Records supplied –
================
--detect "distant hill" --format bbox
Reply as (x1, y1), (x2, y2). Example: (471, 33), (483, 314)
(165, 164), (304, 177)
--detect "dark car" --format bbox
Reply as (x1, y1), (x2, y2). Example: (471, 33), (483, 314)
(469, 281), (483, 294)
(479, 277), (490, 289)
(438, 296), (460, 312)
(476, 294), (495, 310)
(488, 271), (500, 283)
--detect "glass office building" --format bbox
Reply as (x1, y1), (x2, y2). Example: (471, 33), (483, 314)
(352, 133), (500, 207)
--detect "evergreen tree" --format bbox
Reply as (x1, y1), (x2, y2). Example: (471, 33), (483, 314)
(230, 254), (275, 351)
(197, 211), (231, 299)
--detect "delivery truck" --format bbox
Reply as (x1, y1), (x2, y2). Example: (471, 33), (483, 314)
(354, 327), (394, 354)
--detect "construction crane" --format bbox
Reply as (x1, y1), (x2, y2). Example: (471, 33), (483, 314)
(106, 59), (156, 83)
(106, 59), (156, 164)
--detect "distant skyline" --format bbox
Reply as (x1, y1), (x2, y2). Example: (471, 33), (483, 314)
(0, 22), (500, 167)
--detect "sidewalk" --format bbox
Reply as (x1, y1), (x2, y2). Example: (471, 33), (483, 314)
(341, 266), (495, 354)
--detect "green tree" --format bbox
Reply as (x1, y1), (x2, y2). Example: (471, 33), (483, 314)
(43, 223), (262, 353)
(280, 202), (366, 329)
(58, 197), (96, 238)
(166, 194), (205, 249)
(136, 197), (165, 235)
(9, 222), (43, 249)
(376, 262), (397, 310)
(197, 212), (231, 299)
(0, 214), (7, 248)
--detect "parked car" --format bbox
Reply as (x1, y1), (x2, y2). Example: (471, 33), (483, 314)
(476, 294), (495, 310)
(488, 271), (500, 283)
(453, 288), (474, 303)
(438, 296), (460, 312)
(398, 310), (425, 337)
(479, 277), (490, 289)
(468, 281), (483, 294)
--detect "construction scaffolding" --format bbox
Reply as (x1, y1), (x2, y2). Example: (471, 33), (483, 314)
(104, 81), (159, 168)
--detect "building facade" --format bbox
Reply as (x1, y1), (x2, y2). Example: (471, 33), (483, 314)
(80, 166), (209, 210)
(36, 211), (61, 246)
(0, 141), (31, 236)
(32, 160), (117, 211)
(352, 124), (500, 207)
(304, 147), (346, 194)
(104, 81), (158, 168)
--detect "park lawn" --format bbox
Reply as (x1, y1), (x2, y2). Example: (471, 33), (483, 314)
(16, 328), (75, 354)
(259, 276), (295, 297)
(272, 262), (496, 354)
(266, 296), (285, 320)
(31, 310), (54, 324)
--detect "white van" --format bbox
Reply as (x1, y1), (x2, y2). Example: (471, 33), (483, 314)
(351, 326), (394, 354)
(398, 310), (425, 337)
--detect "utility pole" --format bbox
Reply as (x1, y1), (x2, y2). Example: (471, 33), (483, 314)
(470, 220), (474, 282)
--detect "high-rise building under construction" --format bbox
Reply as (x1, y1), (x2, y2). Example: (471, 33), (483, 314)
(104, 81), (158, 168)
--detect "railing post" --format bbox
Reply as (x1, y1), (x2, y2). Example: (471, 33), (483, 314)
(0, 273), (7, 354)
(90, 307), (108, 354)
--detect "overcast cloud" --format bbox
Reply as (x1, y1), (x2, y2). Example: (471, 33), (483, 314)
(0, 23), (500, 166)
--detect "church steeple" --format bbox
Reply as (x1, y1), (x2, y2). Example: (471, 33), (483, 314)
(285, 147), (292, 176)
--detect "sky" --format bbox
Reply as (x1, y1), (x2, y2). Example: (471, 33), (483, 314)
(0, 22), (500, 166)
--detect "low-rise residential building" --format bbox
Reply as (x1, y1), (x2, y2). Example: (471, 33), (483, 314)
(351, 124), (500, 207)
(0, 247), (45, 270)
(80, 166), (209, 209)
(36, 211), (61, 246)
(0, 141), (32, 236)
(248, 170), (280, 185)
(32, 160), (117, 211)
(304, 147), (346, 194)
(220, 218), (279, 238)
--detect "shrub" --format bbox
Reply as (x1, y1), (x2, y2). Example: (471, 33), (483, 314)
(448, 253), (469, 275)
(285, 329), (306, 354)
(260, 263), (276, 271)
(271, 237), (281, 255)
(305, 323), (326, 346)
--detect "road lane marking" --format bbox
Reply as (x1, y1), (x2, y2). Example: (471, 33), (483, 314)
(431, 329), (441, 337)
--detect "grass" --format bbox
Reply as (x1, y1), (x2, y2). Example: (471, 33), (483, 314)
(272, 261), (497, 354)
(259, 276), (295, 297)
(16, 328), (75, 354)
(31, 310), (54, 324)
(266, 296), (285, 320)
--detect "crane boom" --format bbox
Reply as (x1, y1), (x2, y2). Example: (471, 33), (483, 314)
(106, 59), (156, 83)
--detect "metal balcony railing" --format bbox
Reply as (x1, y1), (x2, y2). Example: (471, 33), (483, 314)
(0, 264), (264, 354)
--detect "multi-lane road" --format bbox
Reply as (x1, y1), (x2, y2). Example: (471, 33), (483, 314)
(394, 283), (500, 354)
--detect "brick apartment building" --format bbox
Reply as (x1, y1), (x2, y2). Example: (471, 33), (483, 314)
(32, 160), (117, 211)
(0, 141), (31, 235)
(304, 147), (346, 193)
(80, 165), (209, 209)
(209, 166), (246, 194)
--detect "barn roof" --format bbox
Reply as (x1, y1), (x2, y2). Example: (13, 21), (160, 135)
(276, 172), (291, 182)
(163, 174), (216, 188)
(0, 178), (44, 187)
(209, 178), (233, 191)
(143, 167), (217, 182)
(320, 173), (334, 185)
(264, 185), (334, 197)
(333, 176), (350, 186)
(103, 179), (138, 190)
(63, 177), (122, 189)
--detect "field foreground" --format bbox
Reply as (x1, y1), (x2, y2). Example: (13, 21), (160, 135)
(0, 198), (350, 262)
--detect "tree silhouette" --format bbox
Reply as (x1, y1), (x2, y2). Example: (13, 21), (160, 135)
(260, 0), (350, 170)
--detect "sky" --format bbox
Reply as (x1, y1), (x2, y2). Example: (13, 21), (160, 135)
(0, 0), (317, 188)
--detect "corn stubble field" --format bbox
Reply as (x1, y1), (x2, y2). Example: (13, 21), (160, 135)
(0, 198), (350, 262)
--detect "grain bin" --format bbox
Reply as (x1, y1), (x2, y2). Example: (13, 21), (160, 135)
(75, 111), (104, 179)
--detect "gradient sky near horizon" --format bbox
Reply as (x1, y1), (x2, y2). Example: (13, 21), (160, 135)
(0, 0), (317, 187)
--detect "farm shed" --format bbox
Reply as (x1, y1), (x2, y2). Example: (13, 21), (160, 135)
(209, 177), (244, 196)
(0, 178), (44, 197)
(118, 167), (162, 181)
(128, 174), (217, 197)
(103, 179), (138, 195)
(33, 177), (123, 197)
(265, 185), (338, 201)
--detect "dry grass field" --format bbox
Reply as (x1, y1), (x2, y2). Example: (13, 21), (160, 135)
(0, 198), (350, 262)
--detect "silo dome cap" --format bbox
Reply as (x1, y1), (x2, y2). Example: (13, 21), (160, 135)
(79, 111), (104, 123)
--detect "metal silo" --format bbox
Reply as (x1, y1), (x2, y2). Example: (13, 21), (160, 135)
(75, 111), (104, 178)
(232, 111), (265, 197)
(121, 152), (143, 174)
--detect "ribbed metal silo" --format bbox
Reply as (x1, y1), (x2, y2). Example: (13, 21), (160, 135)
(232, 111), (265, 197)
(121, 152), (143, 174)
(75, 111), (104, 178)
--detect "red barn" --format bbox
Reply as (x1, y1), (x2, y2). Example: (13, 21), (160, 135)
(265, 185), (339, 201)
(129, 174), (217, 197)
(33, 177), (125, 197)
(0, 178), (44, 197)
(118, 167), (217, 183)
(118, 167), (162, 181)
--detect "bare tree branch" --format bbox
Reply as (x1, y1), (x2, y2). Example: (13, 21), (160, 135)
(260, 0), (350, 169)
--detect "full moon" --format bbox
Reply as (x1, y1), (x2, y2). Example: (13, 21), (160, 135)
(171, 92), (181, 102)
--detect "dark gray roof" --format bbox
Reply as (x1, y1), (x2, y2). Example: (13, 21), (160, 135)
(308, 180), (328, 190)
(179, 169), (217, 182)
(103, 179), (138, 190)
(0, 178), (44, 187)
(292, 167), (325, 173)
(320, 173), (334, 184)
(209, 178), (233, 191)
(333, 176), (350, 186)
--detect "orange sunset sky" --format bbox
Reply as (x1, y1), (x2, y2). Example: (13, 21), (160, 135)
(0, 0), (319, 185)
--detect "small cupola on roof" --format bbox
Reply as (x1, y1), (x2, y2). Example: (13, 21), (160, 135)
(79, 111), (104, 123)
================
What to work on –
Rewrite every line above from the first one through the line containing "(354, 327), (394, 354)", inclusive, multiplying each answer coordinate by 1.7 and rounding it to a whole number with halves rounded up. Keep all other text in those lines unchanged, including the sample coordinates after "Example:".

Expected answer –
--detect "distant hill" --format bbox
Reply as (x1, y1), (x2, y2). Example: (471, 33), (483, 314)
(281, 279), (517, 301)
--detect "dark car" --format bbox
Reply as (x1, y1), (x2, y2). Example: (471, 33), (483, 314)
(797, 478), (821, 500)
(814, 471), (833, 491)
(745, 503), (782, 530)
(809, 500), (842, 527)
(830, 461), (850, 481)
--detect "glass office building" --format bbox
Reply as (x1, y1), (x2, y2). Example: (471, 33), (483, 314)
(598, 226), (850, 352)
--detect "evergreen tree" --format bbox
Reply as (x1, y1), (x2, y2). Example: (471, 33), (483, 314)
(391, 432), (468, 597)
(335, 359), (393, 508)
--detect "delivery truck" --format bbox
Reply as (x1, y1), (x2, y2). Example: (471, 33), (483, 314)
(602, 556), (670, 602)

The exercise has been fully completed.